▸ Records provided
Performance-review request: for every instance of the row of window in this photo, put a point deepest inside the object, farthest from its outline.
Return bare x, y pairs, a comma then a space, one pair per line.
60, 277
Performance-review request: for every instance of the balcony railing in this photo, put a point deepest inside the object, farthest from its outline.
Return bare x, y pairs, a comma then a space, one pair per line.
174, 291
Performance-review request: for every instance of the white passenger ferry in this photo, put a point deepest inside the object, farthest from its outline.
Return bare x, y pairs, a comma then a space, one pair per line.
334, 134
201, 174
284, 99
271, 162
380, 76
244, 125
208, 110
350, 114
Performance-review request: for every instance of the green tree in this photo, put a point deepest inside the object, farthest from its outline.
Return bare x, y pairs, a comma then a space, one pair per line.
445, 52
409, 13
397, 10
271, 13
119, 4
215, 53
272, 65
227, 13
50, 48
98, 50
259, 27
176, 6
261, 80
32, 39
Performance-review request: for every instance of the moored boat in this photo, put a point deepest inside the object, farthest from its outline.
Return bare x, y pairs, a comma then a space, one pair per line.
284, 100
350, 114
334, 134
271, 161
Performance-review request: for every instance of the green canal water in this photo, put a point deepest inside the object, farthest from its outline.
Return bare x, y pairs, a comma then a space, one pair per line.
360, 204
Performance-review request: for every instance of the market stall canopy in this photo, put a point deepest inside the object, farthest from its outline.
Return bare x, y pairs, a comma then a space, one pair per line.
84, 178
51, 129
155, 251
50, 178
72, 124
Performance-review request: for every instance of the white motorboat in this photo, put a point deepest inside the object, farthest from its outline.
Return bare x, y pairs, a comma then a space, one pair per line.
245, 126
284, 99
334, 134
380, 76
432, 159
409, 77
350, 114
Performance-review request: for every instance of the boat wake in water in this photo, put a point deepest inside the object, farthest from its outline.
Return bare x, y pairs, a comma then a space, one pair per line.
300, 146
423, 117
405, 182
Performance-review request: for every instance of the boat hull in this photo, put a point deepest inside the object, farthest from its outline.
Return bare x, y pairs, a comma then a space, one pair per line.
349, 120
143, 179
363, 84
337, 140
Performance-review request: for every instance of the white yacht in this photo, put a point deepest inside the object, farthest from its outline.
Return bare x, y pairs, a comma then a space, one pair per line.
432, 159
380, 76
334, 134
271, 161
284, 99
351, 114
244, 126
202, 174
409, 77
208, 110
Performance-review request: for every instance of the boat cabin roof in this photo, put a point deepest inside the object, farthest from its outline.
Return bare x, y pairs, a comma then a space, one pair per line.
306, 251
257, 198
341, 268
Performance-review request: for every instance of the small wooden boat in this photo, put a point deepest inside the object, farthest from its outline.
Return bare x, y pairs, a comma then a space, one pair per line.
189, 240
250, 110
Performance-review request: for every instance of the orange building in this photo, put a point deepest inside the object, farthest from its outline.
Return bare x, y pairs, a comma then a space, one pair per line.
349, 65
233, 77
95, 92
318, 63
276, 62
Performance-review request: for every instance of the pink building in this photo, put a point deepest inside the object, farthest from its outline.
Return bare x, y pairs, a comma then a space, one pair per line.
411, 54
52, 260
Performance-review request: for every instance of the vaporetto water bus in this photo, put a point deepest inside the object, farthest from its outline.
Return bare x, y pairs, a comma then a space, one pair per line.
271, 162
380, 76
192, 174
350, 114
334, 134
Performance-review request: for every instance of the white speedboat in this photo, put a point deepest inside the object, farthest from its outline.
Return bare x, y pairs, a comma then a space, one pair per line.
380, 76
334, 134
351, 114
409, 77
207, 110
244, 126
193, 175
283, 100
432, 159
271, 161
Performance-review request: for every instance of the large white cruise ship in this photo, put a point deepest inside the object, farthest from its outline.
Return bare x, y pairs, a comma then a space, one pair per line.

▸ Exercise task
Copy every one of the records above word for word, keeping each line as it stands.

▸ Written reply
Performance-review request: for every instance of the row of window in this photo, put a point deepest inside the object, farthest from its outline.
Return bare x, y pairs, a comma then a space, one pair per line.
60, 277
Performance-review request: for every instance of the balcony railing in this photo, put a point deepest inside the object, farthest from its outline.
Return bare x, y pairs, a comma then a space, one pair per line.
174, 291
Performance-review request: for every instance of the white passenger ferry in this photo, put a point deepest inside the object, farthest from its outline.
Return bare x, y pairs, a comma then a space, one pair per line.
334, 134
201, 174
284, 99
271, 162
380, 76
244, 125
208, 110
350, 114
Performance-review request: for every instance of the green tree in this photo, put a point deepest inside the object, farthest from its outline.
Return bare x, y pairs, a comma then a space, one pair per line.
445, 52
409, 13
397, 10
271, 13
119, 4
215, 53
272, 65
227, 13
50, 48
98, 50
259, 27
176, 6
261, 80
32, 39
Performance-review request: for every instance of the moored boat in this photo, put a point deepest inside the object, farthest from its outline.
Return bare x, y pairs, a comma then a space, one pair per line.
284, 100
350, 114
334, 134
271, 161
Performance-review request: for every instance of the green canal water in this photo, put a point deepest inside the object, farthest from its outline.
Return bare x, y pairs, a comma then a space, one pair per line.
360, 204
Performance-review request: for every instance of the market stall canopy in this photo, put a point deepest inside the object, farthest from its outline.
Return bare x, y pairs, a comma then a space, one pair per line.
84, 178
51, 129
155, 251
50, 178
72, 124
Performance-review request: for every instance of the white motorboat in this photo, put a point deepest inside the object, farthest from its outline.
Return bare x, y pairs, a comma then a space, one pair per line.
245, 126
284, 99
334, 134
380, 76
432, 159
409, 77
350, 114
Performance-review request: for every instance of the boat wake in water in this photo, put a point deepest inside the object, farthest from its outline.
Return bare x, y pairs, a comma then a space, one pair per line.
300, 146
423, 117
405, 182
Performance-review request: for every instance of the boat hull in this photo, put a point deepest inside the object, farthest from its outline.
Return bare x, y pairs, a comma then a space, one pair per line.
349, 120
143, 179
363, 84
337, 140
Performance-review request: for every instance of the white yacht in this photo, put a point deepest inside the object, farthest from its outline.
Return bare x, y pairs, a comma then a space, one pair per line.
432, 159
380, 76
334, 134
271, 161
284, 99
351, 114
244, 126
202, 174
409, 77
208, 110
Performance-review request: for every instance of the boat cabin roof in this photo, put a point deepest inside the object, farthest from its outline.
Return bare x, y pairs, a comma then a space, one pair per line.
306, 251
257, 198
341, 268
Performance-review request: for every instance of the small wooden boat in this photo, put a point deepest inside the object, farthest from its outline.
Return bare x, y pairs, a comma then a space, one pair per line.
189, 240
250, 110
Performance-review request: for every instance of the orange building in this photo, put a point deepest inside the object, farthest from its outline.
Return bare x, y pairs, a comma then a space, one pair per line.
349, 65
233, 77
95, 92
318, 63
276, 62
Performance-review request: for every instance of the pink building in this photo, put a point deepest inside the object, farthest from its outline.
Return bare x, y pairs, a comma then a space, one pair per line.
411, 54
52, 260
Performance-review request: for every instance of the vaporetto water bus in this photo, put a point deepest inside the object, farthest from its outline.
Return bare x, y pairs, a comma then a space, one pair per line.
271, 162
380, 76
192, 174
350, 114
334, 134
Performance-review request: for every instance of the white speedboat in this photo, put a point deepest inside the object, farthest from its outline.
Return bare x, y pairs, a comma then a space, one pair per line.
380, 76
334, 134
351, 114
409, 77
207, 110
244, 126
193, 175
283, 100
432, 159
271, 161
Performance-review request: for every instance of the large white cruise ship in this photo, put a point deepest inside the object, farthest from its outline.
Return bare x, y pairs, a comma then a space, one pair per line.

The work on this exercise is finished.